潘 雯
(浙江行政學院,浙江杭州310012)
進入新世紀以來,對美國華裔文學(以下簡稱為美華文學)的研究無論在美國還是在中國都展現出旺盛的發展勢頭,并產生大量的批評作品。這一學術領域的繁榮顯然和中國與美國這兩個國家間的張力有關。中國是世界上人口最多、近些年發展最快的國家,而美國是當今影響力最大的國家;中國和美國,由于它們截然不同的歷史脈絡、國家特質和曲折詭譎的外交歷史,它們成了既對立又互補的兩個符指,套一句老話——中美兩國之間的共同利益廣泛而深遠,同時彼此又存在一些深層次的、有著歷史延續性的分歧。美華文學批評就發展于這樣充滿政治、經濟、文化的欲求與磋商的“生態環境”里,有足夠多的動力與機遇推動人們去發展這樣一個跨國的話語“平臺”,經過這些年的建設“平臺”已成一定規模,是時候可以做一個的概括性的回望和動態的觀察了。本文即是這樣一個觀察,觀察對象不是美華文學中的小說、戲劇或詩歌等作品,而是針對這些作品的批評,而且本文針對的還不是具體批評方式(如東方主義、女性主義、流散研究、身份政治等),而是這個領域在過去三十年來的整體發展歷程。類似的研究不乏前作,而本文意在做一個夾敘夾議的動態觀察,觀察的路徑將分兩路展開:一是這個學科主題發展范式的滑移——從美國的族裔文學發展為更多元開放的比較文學;二是這個學科內部如何看待并總結過去二三十年間的批評史——雖然很短但其話語能量不容忽視。

# 所給資料:
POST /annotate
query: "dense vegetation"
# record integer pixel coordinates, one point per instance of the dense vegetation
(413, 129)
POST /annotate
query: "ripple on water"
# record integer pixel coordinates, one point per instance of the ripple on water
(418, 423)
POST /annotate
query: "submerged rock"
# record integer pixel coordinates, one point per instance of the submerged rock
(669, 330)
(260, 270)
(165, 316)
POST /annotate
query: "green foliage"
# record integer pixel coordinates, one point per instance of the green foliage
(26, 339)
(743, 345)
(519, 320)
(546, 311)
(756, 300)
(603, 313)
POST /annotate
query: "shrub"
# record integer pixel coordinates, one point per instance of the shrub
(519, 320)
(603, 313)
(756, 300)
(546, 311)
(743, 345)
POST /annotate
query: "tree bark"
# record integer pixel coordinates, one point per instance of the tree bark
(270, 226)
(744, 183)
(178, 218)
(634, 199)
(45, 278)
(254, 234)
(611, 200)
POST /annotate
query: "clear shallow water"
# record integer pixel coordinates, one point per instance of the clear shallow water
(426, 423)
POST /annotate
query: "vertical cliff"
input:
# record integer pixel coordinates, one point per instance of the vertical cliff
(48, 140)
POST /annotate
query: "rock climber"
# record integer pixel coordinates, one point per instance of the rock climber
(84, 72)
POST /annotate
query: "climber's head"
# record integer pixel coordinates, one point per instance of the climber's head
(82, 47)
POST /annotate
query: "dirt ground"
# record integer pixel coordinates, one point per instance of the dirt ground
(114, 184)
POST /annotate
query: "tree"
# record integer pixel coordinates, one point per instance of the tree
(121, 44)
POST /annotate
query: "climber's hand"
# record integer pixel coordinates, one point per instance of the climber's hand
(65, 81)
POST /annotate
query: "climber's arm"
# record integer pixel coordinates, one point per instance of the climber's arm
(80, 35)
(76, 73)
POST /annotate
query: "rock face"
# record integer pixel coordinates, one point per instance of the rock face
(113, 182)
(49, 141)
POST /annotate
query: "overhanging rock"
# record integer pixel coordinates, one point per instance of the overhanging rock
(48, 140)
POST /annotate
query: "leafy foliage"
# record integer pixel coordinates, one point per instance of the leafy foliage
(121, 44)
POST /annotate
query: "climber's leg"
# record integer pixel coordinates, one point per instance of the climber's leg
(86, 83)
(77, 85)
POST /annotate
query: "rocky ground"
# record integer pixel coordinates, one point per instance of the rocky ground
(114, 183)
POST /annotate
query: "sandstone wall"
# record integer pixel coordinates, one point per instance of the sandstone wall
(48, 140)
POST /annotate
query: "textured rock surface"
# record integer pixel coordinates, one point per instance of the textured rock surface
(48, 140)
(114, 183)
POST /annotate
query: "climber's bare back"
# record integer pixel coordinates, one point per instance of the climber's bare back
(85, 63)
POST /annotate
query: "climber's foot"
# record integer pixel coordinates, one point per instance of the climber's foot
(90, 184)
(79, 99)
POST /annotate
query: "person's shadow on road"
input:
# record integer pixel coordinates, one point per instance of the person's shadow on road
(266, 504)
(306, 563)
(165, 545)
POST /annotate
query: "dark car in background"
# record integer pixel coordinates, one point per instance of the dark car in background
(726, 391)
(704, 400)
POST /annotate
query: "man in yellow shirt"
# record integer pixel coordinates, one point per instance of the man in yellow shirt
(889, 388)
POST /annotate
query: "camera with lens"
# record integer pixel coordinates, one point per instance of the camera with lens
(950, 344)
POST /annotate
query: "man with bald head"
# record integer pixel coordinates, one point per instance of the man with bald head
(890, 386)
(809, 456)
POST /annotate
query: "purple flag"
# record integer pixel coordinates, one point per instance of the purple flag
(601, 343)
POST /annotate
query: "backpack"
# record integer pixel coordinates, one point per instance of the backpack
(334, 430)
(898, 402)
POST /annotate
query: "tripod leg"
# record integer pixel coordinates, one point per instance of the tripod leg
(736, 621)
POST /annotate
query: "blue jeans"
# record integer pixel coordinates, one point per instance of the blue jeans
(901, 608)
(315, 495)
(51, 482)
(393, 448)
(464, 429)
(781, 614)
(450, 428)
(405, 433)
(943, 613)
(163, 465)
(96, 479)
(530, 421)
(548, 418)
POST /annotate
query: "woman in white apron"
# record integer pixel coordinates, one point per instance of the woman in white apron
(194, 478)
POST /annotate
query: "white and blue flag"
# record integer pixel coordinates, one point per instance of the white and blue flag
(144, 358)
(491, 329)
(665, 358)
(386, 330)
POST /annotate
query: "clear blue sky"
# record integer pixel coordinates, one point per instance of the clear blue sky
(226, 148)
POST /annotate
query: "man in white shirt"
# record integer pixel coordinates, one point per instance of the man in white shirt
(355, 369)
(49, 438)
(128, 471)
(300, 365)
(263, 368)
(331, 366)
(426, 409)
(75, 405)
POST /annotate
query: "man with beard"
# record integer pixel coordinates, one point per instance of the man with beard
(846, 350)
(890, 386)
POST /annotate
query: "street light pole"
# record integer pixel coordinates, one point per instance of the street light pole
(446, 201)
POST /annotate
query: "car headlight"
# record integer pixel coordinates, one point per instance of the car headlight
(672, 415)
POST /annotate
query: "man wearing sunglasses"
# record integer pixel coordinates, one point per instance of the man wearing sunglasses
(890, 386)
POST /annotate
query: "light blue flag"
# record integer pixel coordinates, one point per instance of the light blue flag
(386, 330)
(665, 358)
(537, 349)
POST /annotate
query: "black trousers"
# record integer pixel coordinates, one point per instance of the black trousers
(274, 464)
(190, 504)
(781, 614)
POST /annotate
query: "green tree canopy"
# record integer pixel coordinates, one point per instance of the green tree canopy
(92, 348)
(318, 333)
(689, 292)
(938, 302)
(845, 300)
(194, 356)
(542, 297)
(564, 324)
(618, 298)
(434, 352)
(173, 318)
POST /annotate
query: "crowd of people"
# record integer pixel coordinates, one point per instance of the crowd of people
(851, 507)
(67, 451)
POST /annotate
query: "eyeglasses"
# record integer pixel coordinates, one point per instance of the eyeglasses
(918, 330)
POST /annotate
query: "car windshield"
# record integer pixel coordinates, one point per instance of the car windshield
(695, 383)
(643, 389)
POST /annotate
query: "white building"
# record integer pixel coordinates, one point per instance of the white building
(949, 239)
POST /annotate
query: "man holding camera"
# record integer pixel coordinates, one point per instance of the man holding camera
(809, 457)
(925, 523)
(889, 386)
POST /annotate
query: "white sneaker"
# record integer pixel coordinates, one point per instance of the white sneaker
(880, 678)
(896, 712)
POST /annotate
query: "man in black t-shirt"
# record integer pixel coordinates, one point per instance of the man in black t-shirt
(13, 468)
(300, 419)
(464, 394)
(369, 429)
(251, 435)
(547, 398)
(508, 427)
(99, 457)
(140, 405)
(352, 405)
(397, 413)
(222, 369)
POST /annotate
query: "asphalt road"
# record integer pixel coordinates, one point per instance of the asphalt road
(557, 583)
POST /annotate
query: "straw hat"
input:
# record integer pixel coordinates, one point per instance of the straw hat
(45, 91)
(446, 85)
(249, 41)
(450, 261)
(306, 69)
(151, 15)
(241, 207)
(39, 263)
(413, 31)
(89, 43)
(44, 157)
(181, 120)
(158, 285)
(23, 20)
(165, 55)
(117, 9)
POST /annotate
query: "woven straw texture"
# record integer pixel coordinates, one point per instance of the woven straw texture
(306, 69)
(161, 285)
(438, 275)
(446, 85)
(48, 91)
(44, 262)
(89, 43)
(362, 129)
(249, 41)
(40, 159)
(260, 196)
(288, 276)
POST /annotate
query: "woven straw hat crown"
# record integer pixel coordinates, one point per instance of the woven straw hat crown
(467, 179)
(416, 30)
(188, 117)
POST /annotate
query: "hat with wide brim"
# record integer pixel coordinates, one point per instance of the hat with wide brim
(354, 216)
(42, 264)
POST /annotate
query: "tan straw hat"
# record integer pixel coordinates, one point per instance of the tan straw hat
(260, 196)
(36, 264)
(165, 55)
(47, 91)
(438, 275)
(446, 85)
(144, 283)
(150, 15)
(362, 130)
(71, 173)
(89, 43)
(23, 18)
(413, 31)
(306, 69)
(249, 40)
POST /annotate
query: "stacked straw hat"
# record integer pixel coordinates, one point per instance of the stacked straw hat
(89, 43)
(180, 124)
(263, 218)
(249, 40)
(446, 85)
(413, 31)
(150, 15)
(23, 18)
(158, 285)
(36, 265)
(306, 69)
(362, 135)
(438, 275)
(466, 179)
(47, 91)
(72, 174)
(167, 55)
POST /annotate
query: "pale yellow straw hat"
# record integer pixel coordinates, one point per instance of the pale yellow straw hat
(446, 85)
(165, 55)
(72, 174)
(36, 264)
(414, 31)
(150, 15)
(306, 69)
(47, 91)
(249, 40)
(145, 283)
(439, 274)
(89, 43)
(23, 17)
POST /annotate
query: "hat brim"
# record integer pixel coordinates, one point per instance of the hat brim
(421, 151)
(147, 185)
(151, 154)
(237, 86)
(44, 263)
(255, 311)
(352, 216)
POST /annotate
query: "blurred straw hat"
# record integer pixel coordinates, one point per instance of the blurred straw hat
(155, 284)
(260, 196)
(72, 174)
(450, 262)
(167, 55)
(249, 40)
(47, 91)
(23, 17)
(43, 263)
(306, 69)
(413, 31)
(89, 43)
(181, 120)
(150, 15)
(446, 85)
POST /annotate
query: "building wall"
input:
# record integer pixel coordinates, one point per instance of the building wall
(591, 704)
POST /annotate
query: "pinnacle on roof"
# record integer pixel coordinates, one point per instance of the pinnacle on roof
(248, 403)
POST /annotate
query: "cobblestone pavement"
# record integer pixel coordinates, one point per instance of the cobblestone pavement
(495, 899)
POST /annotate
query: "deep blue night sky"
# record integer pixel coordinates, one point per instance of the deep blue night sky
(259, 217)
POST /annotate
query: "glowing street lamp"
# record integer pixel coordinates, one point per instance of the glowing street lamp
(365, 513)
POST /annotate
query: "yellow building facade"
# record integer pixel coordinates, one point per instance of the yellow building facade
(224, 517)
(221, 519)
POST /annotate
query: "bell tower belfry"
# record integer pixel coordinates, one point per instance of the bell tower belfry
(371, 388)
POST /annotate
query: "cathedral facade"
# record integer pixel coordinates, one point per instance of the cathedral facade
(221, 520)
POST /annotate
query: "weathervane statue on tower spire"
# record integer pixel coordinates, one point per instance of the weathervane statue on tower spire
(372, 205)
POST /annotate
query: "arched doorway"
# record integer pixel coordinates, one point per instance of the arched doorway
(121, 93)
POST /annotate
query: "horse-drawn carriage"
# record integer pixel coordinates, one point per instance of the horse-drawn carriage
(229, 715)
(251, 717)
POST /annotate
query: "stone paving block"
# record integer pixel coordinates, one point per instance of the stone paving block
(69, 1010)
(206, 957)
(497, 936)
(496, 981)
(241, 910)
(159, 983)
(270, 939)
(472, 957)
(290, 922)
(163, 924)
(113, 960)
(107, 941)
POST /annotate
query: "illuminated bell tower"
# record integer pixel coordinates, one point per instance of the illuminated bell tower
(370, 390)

# 任務目標:
請將這篇美華文學研究論文中,以含有「進入新世紀以來,對美國華裔文」的語句開頭、至「然很短但其話語能量不容忽視。」結束的部分重新寫出,並把其中的「美華文學」改稱為「華裔美國文學」。 以上記錄另有出處,並非出自前述文章。

# 任務結果:
進入新世紀以來,對美國華裔文學(以下簡稱為華裔美國文學)的研究無論在美國還是在中國都展現出旺盛的發展勢頭,并產生大量的批評作品。這一學術領域的繁榮顯然和中國與美國這兩個國家間的張力有關。中國是世界上人口最多、近些年發展最快的國家,而美國是當今影響力最大的國家;中國和美國,由于它們截然不同的歷史脈絡、國家特質和曲折詭譎的外交歷史,它們成了既對立又互補的兩個符指,套一句老話——中美兩國之間的共同利益廣泛而深遠,同時彼此又存在一些深層次的、有著歷史延續性的分歧。華裔美國文學批評就發展于這樣充滿政治、經濟、文化的欲求與磋商的“生態環境”里,有足夠多的動力與機遇推動人們去發展這樣一個跨國的話語“平臺”,經過這些年的建設“平臺”已成一定規模,是時候可以做一個的概括性的回望和動態的觀察了。本文即是這樣一個觀察,觀察對象不是華裔美國文學中的小說、戲劇或詩歌等作品,而是針對這些作品的批評,而且本文針對的還不是具體批評方式(如東方主義、女性主義、流散研究、身份政治等),而是這個領域在過去三十年來的整體發展歷程。類似的研究不乏前作,而本文意在做一個夾敘夾議的動態觀察,觀察的路徑將分兩路展開:一是這個學科主題發展范式的滑移——從美國的族裔文學發展為更多元開放的比較文學;二是這個學科內部如何看待并總結過去二三十年間的批評史——雖然很短但其話語能量不容忽視。